Content starts
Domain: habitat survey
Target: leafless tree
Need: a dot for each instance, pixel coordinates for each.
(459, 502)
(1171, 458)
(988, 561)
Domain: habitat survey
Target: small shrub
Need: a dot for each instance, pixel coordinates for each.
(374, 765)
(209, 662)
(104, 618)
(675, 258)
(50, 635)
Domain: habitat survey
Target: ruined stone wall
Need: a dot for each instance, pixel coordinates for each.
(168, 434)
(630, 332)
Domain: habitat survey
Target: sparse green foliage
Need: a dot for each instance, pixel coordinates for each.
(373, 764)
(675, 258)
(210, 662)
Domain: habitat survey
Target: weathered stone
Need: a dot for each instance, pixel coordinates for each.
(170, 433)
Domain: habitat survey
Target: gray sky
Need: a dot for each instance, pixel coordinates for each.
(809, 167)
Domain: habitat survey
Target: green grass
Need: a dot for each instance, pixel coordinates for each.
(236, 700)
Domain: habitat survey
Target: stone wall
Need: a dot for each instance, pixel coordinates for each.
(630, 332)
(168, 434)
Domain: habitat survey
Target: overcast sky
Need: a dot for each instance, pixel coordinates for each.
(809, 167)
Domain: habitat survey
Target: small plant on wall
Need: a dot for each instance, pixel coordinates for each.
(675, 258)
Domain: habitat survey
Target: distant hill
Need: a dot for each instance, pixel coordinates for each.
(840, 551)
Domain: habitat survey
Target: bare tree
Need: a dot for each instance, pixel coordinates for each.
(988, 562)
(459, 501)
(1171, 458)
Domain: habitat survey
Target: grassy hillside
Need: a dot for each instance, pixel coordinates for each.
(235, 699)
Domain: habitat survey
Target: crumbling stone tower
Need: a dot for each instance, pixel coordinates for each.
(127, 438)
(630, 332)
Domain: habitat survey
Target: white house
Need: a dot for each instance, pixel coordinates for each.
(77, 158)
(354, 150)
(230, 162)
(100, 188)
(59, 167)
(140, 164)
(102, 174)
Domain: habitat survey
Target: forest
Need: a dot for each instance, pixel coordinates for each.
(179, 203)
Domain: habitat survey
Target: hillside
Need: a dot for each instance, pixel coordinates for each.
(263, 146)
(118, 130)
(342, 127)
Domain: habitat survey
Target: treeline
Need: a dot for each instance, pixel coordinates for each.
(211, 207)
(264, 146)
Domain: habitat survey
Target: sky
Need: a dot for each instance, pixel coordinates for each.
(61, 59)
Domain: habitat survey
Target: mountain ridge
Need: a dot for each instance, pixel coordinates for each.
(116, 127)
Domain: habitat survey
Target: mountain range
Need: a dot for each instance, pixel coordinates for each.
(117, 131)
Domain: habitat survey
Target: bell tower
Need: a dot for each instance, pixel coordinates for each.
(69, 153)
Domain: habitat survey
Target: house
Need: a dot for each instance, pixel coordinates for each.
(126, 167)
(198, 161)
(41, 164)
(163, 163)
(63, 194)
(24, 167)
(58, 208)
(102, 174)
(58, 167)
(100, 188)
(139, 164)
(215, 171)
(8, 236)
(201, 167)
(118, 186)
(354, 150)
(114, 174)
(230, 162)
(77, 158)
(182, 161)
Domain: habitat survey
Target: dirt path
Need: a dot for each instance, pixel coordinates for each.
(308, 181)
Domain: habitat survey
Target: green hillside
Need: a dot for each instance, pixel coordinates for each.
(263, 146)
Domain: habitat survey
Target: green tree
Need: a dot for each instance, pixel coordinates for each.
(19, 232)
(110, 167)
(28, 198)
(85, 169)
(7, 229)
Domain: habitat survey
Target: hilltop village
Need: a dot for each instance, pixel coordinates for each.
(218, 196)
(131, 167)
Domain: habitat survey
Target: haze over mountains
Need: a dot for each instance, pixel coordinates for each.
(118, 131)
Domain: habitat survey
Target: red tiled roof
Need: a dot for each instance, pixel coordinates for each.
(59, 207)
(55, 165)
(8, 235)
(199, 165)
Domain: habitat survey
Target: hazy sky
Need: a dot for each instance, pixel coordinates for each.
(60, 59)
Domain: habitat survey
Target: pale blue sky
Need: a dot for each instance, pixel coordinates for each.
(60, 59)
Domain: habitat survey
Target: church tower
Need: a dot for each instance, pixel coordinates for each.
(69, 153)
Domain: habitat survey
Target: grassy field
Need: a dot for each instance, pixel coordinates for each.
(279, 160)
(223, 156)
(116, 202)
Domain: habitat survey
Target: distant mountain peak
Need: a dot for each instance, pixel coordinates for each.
Content ends
» Goal of the exercise
Retype every record exactly, omitting nothing.

» Answer section
Domain: habitat survey
Target: leafless tree
Need: a dot for each instance, pixel coordinates for each.
(459, 502)
(1171, 458)
(988, 561)
Domain: habitat survey
Target: small shrub
Need: a dot for each instance, pixel coordinates for each.
(374, 765)
(209, 662)
(104, 618)
(675, 258)
(50, 635)
Domain: habitat survey
Target: ruined stone wall
Need: a dot for each instance, pixel coordinates for each.
(168, 434)
(630, 332)
Domain: habitat survey
Target: sparse green foliage
Need: a dot for each instance, pixel coordinates for each.
(373, 764)
(675, 258)
(210, 662)
Domain: habitat survey
Target: weathered stone
Need: a dot for each instance, pixel coordinates for each.
(170, 433)
Domain: habitat survey
Target: gray sky
Need: a dot for each instance, pixel coordinates for each.
(809, 167)
Domain: habitat survey
Target: green grass
Need: a dot for each instance, pixel coordinates for each.
(236, 700)
Domain: habitat survey
Target: stone wall
Need: a dot for each instance, pixel coordinates for each.
(630, 332)
(168, 434)
Domain: habitat survey
Target: overcast sky
Need: a dot for each instance, pixel coordinates for each.
(809, 167)
Domain: habitat survey
Target: small plant on wall
Need: a dot for each instance, pixel coordinates for each.
(675, 258)
Domain: habitat survey
Target: distant hill
Need: a dot for each instance, pixel coordinates for each.
(840, 551)
Domain: habitat survey
Target: bare tree
Need: a dot for each instance, pixel coordinates for each.
(988, 562)
(459, 501)
(1171, 458)
Domain: habitat survey
Target: grassy hillside
Need: a dot for each instance, pixel coordinates for each.
(235, 699)
Domain: habitat survey
Target: crumbling stone tower
Need: a dot for each instance, pixel coordinates for each.
(127, 438)
(630, 332)
Domain: habitat survey
Target: white house
Need: a dot for each instance, pixel coordinates for each.
(77, 158)
(354, 150)
(230, 162)
(100, 188)
(59, 167)
(140, 164)
(102, 174)
Domain: habitat survey
Target: forest
Need: a dot for each instance, pixel coordinates for each.
(179, 203)
Domain: habitat survey
Target: hillside
Need: a dot for each instance, pixel coordinates for each.
(263, 146)
(118, 130)
(342, 127)
Domain: habitat survey
Target: treeline
Need: a dot for each instance, pixel coordinates for each.
(211, 207)
(264, 146)
Domain: habitat survey
Target: sky
Need: a dot for each instance, pixel coordinates for each.
(61, 59)
Domain: habitat survey
Target: mountain ridge
Need: a dot for each instance, pixel coordinates for each.
(116, 127)
Domain: habitat survey
Target: mountain range
Need: a dot for each instance, pixel coordinates for each.
(117, 131)
Domain: habitat survey
Target: bell tower
Need: a dot for each instance, pixel coordinates for each.
(69, 153)
Domain: habitat survey
Target: house
Need: a dot for each instance, pixel coordinates for each.
(126, 167)
(198, 161)
(41, 164)
(163, 163)
(63, 194)
(24, 167)
(58, 208)
(102, 174)
(58, 167)
(100, 188)
(139, 164)
(215, 171)
(8, 236)
(201, 167)
(118, 186)
(354, 150)
(114, 174)
(230, 162)
(77, 158)
(182, 161)
Domain: habitat survey
Target: dirt path
Need: a dot for each instance, pixel coordinates for each.
(308, 181)
Domain: habitat survey
Target: green hillside
Need: a dot for each instance, pixel coordinates for each.
(263, 146)
Domain: habitat survey
Target: green tree
Need: a dot for each instance, pixel coordinates for each.
(19, 232)
(110, 167)
(28, 198)
(85, 169)
(7, 229)
Domain: habitat survey
Target: hilltop village
Need: a dot for each instance, pixel coordinates for each.
(218, 196)
(131, 167)
Domain: habitat survey
Target: haze over mountains
Need: a dot for each instance, pixel coordinates for each.
(118, 131)
Domain: habitat survey
Target: red tiled roof
Need: a dot for each instance, pixel coordinates for each.
(59, 207)
(55, 165)
(8, 235)
(199, 165)
Domain: habitat survey
Target: hazy sky
Need: a dot for each instance, pixel coordinates for each.
(60, 59)
Domain: habitat survey
Target: pale blue sky
Need: a dot for each instance, pixel coordinates for each.
(60, 59)
Domain: habitat survey
Target: church tower
Need: a dot for each instance, pixel coordinates for each.
(69, 153)
Domain: habitat survey
Target: grassy field
Need: a dot for each instance, pixel coordinates for each.
(279, 160)
(223, 156)
(116, 202)
Domain: habitat survey
Target: distant mountain peak
Need: a dot for each instance, pixel coordinates for each.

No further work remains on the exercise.